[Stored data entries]
________________
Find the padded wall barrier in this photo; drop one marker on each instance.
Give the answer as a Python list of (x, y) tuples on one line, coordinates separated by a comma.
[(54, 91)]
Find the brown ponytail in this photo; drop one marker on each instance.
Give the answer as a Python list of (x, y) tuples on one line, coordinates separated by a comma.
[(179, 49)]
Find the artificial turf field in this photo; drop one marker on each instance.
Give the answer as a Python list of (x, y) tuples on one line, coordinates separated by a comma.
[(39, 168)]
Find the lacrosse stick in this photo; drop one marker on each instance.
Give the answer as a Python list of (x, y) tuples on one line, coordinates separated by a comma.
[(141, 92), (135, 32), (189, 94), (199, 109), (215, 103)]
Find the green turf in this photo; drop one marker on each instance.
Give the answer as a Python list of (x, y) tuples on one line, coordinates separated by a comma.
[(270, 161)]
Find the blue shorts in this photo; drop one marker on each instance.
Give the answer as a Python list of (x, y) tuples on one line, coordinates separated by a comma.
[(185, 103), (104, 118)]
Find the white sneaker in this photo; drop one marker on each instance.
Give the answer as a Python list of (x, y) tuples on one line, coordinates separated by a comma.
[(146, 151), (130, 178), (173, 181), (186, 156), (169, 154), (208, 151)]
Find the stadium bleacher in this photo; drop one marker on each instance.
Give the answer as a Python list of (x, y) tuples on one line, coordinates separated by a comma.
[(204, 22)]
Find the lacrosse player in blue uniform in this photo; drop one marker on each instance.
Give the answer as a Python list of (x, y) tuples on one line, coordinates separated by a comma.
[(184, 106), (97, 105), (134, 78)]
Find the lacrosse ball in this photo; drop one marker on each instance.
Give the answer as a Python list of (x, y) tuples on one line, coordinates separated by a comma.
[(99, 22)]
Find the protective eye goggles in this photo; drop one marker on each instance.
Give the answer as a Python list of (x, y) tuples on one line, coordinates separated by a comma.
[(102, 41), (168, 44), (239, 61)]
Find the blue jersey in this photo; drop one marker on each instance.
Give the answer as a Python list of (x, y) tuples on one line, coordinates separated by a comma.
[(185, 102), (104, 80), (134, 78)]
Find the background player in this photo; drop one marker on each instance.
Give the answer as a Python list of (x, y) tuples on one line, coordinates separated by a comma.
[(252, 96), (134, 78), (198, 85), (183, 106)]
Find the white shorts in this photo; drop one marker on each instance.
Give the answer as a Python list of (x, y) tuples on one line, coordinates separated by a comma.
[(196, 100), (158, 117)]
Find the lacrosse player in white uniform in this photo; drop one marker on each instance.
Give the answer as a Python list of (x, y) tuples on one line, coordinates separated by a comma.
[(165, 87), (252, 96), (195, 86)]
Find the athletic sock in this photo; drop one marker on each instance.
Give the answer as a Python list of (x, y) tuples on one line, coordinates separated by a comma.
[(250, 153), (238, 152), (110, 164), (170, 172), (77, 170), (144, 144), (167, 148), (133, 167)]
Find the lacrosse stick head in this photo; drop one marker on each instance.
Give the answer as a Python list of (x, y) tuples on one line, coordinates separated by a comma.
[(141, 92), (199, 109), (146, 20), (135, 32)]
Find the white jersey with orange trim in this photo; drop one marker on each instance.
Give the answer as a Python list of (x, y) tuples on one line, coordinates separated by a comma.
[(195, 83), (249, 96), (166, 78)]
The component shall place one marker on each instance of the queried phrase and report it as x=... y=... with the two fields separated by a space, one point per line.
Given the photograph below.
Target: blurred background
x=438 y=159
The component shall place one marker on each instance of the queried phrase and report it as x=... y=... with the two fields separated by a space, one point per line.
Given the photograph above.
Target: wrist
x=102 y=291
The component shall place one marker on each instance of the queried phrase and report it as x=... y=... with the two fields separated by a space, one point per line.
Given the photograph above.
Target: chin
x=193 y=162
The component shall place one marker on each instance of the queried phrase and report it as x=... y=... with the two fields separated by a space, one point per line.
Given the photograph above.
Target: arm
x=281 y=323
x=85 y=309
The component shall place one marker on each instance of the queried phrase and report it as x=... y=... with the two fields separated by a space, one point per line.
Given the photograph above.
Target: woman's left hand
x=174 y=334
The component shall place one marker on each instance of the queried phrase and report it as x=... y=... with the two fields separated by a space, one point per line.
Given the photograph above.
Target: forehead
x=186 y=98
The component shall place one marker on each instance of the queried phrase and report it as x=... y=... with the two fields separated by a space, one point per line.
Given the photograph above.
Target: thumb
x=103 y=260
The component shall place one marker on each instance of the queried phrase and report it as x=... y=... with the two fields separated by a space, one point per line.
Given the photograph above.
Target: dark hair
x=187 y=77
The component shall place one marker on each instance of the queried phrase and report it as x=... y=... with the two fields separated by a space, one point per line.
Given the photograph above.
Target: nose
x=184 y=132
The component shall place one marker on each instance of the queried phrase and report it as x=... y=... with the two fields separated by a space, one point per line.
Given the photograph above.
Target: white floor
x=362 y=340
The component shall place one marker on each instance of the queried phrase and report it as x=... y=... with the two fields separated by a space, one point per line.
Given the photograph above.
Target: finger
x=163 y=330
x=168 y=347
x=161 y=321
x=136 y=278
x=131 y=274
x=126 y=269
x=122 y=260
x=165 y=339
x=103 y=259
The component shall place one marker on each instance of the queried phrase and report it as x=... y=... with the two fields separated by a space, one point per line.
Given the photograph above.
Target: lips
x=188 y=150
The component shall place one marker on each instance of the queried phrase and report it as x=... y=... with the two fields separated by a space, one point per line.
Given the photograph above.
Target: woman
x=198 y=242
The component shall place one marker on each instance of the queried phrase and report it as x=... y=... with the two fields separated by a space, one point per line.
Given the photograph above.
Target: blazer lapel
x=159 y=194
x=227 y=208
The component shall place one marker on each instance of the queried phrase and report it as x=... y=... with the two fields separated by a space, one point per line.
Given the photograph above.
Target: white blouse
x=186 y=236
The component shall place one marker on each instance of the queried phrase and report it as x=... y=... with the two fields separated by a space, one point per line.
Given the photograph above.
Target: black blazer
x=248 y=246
________________
REQUIRED WORK
Would you restate the records word for word?

EXERCISE SOLUTION
Find the padded wall barrier in this photo; drop one marker on each instance.
Give the answer as a Python list of (x, y) tuples on one line, coordinates separated by a comma.
[(54, 91)]
Find the brown ponytail in this photo; drop one marker on each instance.
Give the answer as a Python list of (x, y) tuples on one line, coordinates separated by a comma.
[(179, 49)]
Find the artificial turf field in this photo; drop one marker on each instance.
Give the answer as a Python list of (x, y) tuples on one line, coordinates separated by a comma.
[(39, 168)]
Find the lacrosse stick in this photo; drop one marker on each instance.
Give the answer as a Python list of (x, y) tuples on one line, coordinates separated by a comma.
[(141, 92), (135, 32), (189, 94), (199, 109), (215, 103)]
Find the green turf in this photo; drop one marker on each instance.
Give the answer as a Python list of (x, y) tuples on one line, coordinates separated by a comma.
[(270, 161)]
Find the blue shorts in this photo; drop one marker on each instance.
Give the answer as a Python list of (x, y) tuples on one line, coordinates separated by a comma.
[(185, 103), (104, 118)]
Find the white sneaker in this photo; drop one marker on each instance.
Give the answer as a Python list of (x, y) tuples on one line, coordinates separated by a comma.
[(146, 151), (130, 178), (173, 181), (186, 156), (169, 154), (208, 151)]
Find the stadium bleacher in this photo; drop one marker on each instance.
Give the answer as a Python list of (x, y) tuples on one line, coordinates separated by a comma.
[(204, 22)]
Find the lacrosse player in blue uniform in this photo; drop one marker on each instance.
Give the answer as a Python list of (x, y) tuples on one line, coordinates separated by a comma.
[(184, 106), (97, 105), (134, 78)]
Find the lacrosse ball in this photo; drop one marker on each instance.
Give the answer as a Python list of (x, y) tuples on one line, coordinates separated by a comma.
[(99, 22)]
Find the protective eye goggles in this photo; drop one marker on each instance.
Give the answer as a Python list of (x, y) tuples on one line, coordinates separated by a comma.
[(102, 41), (168, 44), (239, 61)]
Find the blue jersey in this photo; drop one marker on each instance.
Give the answer as a Python list of (x, y) tuples on one line, coordinates separated by a comma.
[(185, 102), (104, 80), (134, 78)]
Find the background player in this photo; drop one marker on each instance.
Give the answer as a Python list of (x, y) tuples on one line, coordinates separated by a comma.
[(252, 96), (134, 78), (198, 85), (183, 106)]
Find the white shorts in this photo; drop one marker on each instance.
Give the answer as a Python list of (x, y) tuples on one line, coordinates separated by a comma.
[(196, 100), (158, 117)]
Find the lacrosse player in white uniform in this photo; drop one marker on each instance.
Give the answer as a Python list of (x, y) tuples on one line, coordinates separated by a comma.
[(165, 87), (252, 96), (195, 86)]
Find the athletic sock in this photo; drop one marker on each instance.
Give the answer as a Python list of (x, y) tuples on one line, coordinates separated by a comma.
[(250, 153), (238, 152), (110, 164), (170, 172), (77, 170), (144, 144), (167, 148), (133, 167)]
Find the lacrosse stick head in this photo; drop one marker on each instance.
Give the answer as a Python list of (x, y) tuples on one line, coordinates separated by a comma.
[(141, 92), (199, 109), (146, 20), (135, 32)]
Find the white jersey with orange trim in this photo; drop one marker on each instance.
Give the answer as a Python list of (x, y) tuples on one line, coordinates separated by a comma.
[(195, 83), (249, 96), (166, 78)]
The component shall place one marker on each instance of the queried phrase and report it as x=... y=... with the two fields separated by a space, one point per line.
Given the photograph below.
Target: blurred background
x=438 y=159
The component shall place one marker on each instance of the queried phrase and report it as x=... y=... with the two fields separated by a space, one point per line.
Given the photograph above.
Target: wrist
x=102 y=291
The component shall place one marker on each instance of the queried phrase and report it as x=... y=... with the two fields separated by a space, one point per line.
Given the photograph above.
Target: chin
x=193 y=162
The component shall place one marker on each instance of the queried phrase and report it as x=... y=... with the two fields separated by a space, one point per line.
Given the photograph above.
Target: arm
x=281 y=323
x=85 y=309
The component shall place one marker on each instance of the queried phrase and report it as x=... y=... with the two fields separated by a space, one point per line.
Given the photograph above.
Target: woman's left hand
x=174 y=334
The component shall place one marker on each instance of the queried phrase and report it as x=... y=... with the two fields separated by a space, one point per line.
Given the photograph above.
Target: forehead
x=186 y=98
The component shall place one marker on each instance of the queried phrase and report it as x=... y=... with the two fields separated by a space, one point per line.
Given the photograph above.
Target: thumb
x=103 y=260
The component shall place one marker on each instance of the queried phrase and report it as x=... y=... with the two fields separated by a space, one point per line.
Given the photograph above.
Target: dark hair
x=187 y=77
The component shall place one marker on each instance of the queried phrase and report it as x=... y=... with the two fields separated by a space, one point per line.
Given the photograph above.
Target: nose
x=184 y=132
The component shall place one marker on each instance of the queried phrase and report it as x=... y=... with the two fields separated by a space, one point per line.
Given the photograph above.
Target: white floor
x=362 y=340
The component shall place one marker on each instance of the queried phrase and report it as x=... y=... with the two fields separated by a space, one point per line.
Given the photograph above.
Target: finger
x=163 y=330
x=168 y=347
x=161 y=321
x=136 y=278
x=131 y=274
x=126 y=269
x=122 y=260
x=165 y=339
x=103 y=259
The component shall place one marker on each instance of the queried phrase and report it as x=... y=... with the two fields separated by a space, one point per line.
Given the photograph above.
Target: lips
x=188 y=150
The component shall place one marker on each instance of the queried phrase and report it as x=... y=... with the two fields separated by a space, one point per line.
Given the photograph above.
Target: woman
x=198 y=242
The component shall place one marker on each instance of the queried phrase and report it as x=... y=... with the two fields separated by a space, one point per line.
Given the photograph above.
Target: blazer lapel
x=159 y=194
x=227 y=208
The component shall place one marker on each instance of the queried phrase and report it as x=... y=... with the two fields separated by a space, one point per line.
Given the photograph above.
Target: white blouse
x=186 y=236
The component shall place one marker on each instance of the queried phrase and report it as x=... y=... with the two fields separated by a space, one point per line.
Given the photograph above.
Target: black blazer
x=248 y=246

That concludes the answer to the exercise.